▶ **WRITTEN INSTRUCTION**
Rewrite the data below, renaming "point_to" to "find_points" everywhere and leaving everything else unchanged. Leave out the pictures.

(Source records)
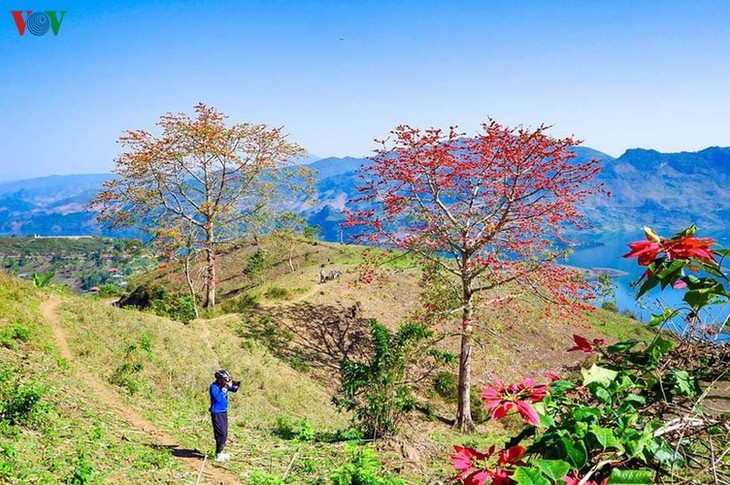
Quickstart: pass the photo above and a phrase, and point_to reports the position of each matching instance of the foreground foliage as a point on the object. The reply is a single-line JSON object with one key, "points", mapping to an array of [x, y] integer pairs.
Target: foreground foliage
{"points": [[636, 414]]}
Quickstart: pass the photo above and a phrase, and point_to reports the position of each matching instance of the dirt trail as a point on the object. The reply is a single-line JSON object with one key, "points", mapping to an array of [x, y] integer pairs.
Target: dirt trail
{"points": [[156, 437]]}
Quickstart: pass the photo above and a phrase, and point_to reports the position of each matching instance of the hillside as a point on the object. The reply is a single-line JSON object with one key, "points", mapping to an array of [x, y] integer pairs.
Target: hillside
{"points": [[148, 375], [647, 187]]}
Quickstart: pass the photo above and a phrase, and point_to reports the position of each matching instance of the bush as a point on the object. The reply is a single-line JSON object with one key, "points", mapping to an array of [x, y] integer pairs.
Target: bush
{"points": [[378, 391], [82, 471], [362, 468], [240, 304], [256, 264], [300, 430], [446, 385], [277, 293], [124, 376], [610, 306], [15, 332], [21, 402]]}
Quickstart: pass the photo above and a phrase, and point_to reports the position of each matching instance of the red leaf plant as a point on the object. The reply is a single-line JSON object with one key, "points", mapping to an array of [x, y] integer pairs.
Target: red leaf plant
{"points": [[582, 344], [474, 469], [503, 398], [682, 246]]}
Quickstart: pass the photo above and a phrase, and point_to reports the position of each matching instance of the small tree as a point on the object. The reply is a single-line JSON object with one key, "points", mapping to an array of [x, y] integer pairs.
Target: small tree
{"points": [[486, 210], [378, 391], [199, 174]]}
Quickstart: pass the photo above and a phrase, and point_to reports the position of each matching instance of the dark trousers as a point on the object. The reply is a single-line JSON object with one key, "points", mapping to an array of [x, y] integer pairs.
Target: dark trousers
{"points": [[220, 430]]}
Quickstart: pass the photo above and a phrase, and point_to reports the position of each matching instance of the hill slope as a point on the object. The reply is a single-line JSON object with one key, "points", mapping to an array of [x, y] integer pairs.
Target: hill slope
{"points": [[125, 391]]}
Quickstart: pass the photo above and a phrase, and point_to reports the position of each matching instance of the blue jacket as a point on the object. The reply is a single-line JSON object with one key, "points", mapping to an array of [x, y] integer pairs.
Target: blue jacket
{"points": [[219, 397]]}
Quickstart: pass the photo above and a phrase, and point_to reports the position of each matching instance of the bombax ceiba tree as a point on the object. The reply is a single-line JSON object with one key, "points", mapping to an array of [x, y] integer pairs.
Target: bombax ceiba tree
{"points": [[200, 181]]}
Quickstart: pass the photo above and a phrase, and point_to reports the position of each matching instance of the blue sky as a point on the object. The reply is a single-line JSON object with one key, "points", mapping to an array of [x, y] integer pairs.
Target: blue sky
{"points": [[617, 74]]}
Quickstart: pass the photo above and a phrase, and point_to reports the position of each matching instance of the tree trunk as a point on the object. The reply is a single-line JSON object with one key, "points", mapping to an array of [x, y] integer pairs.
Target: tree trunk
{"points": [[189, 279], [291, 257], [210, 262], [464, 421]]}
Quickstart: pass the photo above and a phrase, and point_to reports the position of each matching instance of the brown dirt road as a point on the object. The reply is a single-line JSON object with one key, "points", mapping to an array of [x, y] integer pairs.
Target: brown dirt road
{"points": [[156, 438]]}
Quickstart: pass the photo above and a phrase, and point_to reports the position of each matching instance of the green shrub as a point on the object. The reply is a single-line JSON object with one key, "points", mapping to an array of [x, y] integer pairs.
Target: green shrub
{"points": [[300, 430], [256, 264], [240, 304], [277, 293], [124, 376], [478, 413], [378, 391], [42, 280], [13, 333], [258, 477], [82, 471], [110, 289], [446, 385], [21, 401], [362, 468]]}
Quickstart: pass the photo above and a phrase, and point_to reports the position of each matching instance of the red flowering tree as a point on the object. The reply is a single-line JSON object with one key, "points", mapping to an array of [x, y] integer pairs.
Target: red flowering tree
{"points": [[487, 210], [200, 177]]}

▶ **CORRECT ANSWER**
Quickstart: pass the photo above and a phrase, and find_points reports the position of each matching instance of the foreground foliage as a point on the object. The reply is a single-line JSON object with one key, "points", mapping to an array of [x, y] integer pairs.
Target: foreground foliage
{"points": [[636, 414]]}
Quickstart: pass the photo above and a phrase, and find_points reports the position of each matching instance of the dirt trail as a point on the object. The reply is a single-line JSON object with one key, "points", mapping to an array of [x, y] integer pairs.
Target: dirt trail
{"points": [[156, 437]]}
Quickstart: pass the photo above and a phrase, and find_points reports the position of each matching instance of the hillside as a point on the object. The reply is a single-line JSON object with one key, "points", mapping to an array of [x, y] integer pairs.
Target: hillside
{"points": [[148, 375], [647, 187]]}
Quickstart: pass the photo above and a phrase, and find_points reports the position of each matching instance of the bush as a point on the object. The reply is a single-line JSON object with one key, "points", mapping to an array of [x, y] integer pairs.
Target: bush
{"points": [[378, 391], [82, 471], [362, 468], [240, 304], [256, 264], [300, 430], [446, 385], [277, 293], [124, 376], [610, 306], [15, 332], [21, 402]]}
Quickstart: pass the photo above and a phrase, and find_points reports the position of each matching instance of the red leaf plant as a point on the object. The reply is a single-line JSON object with one key, "points", mapping to an array of [x, y] integer pairs.
Target: red leaf plant
{"points": [[582, 344], [474, 469], [503, 398], [682, 246]]}
Quickstart: pass the photo above and a phrase, and find_points reports the position of each matching instance of the small tree as a point on the object. The reply is a single-line JSON object with one key, "points", mapping to an array of [x, y] integer pairs.
Target: small tree
{"points": [[486, 210], [378, 391], [199, 174]]}
Quickstart: pass the photo above and a phrase, and find_points reports the position of each matching instance of the dark trousers as a point on the object. The reply is a single-line JSON object with one key, "points", mapping to an array of [x, y] integer pairs.
Target: dark trousers
{"points": [[220, 430]]}
Quickstart: pass the photo above and a phrase, and find_points reports the position of each matching instance of the hill slope as a point on the object. The reply is a single-line JSON object with one key, "points", mapping to an array of [x, y] integer pairs.
Target: hill slope
{"points": [[125, 391]]}
Quickstart: pass the photo above and a phrase, and find_points reports the position of each matching instance of the blue jacket as a point on the object. The reply is a single-line JSON object with one key, "points", mapping to an array of [x, y] integer pairs.
Target: blue jacket
{"points": [[219, 397]]}
Quickstart: pass the photo above and a phrase, and find_points reports the position of each matching instance of the bombax ceiba tree as a point on the object. The reply is a single-line JSON object with one key, "points", mapping to an array of [x, y] integer pairs.
Target: bombax ceiba tree
{"points": [[200, 181]]}
Quickstart: pass the photo above and a phrase, and find_points reports the position of each matching instance of the blue sky as a point on the object. The reply is a single-line JSON object with one key, "points", mapping to an array of [x, y] integer pairs.
Target: blue sky
{"points": [[617, 74]]}
Quickstart: pass the photo above and a phrase, and find_points reports the position of each matching instance of the tree trunk as a point on the object. The reply is a single-line JSON object with one key, "points", mapping to an array of [x, y] integer pairs.
Target: tree trunk
{"points": [[189, 279], [291, 257], [210, 262], [464, 421]]}
Quickstart: pass the photo above and a phrase, and find_points reports the position of each matching instance of the brown dirt road as a point on the object. The reply is a single-line JSON object with one key, "points", mapping to an array of [x, y] integer pairs.
Target: brown dirt road
{"points": [[156, 438]]}
Quickstart: pass the photo above and a phrase, and find_points reports the position of each matching instance of the green shrub as a point on the object. The reply is a single-line JSON object with one key, "points", mapping to an array of [x, y] integer pairs.
Target: green shrub
{"points": [[300, 430], [256, 264], [240, 304], [277, 293], [124, 376], [478, 413], [378, 391], [42, 280], [13, 333], [258, 477], [82, 471], [110, 289], [446, 385], [21, 401], [362, 468]]}
Quickstart: pass the photo above and a phrase, and find_points reports the position of each matching instance of the red flowering tree as a point on the object. The reply is a single-line JSON object with one key, "points", mapping to an array of [x, y] integer pairs.
Target: red flowering tree
{"points": [[487, 210], [200, 177]]}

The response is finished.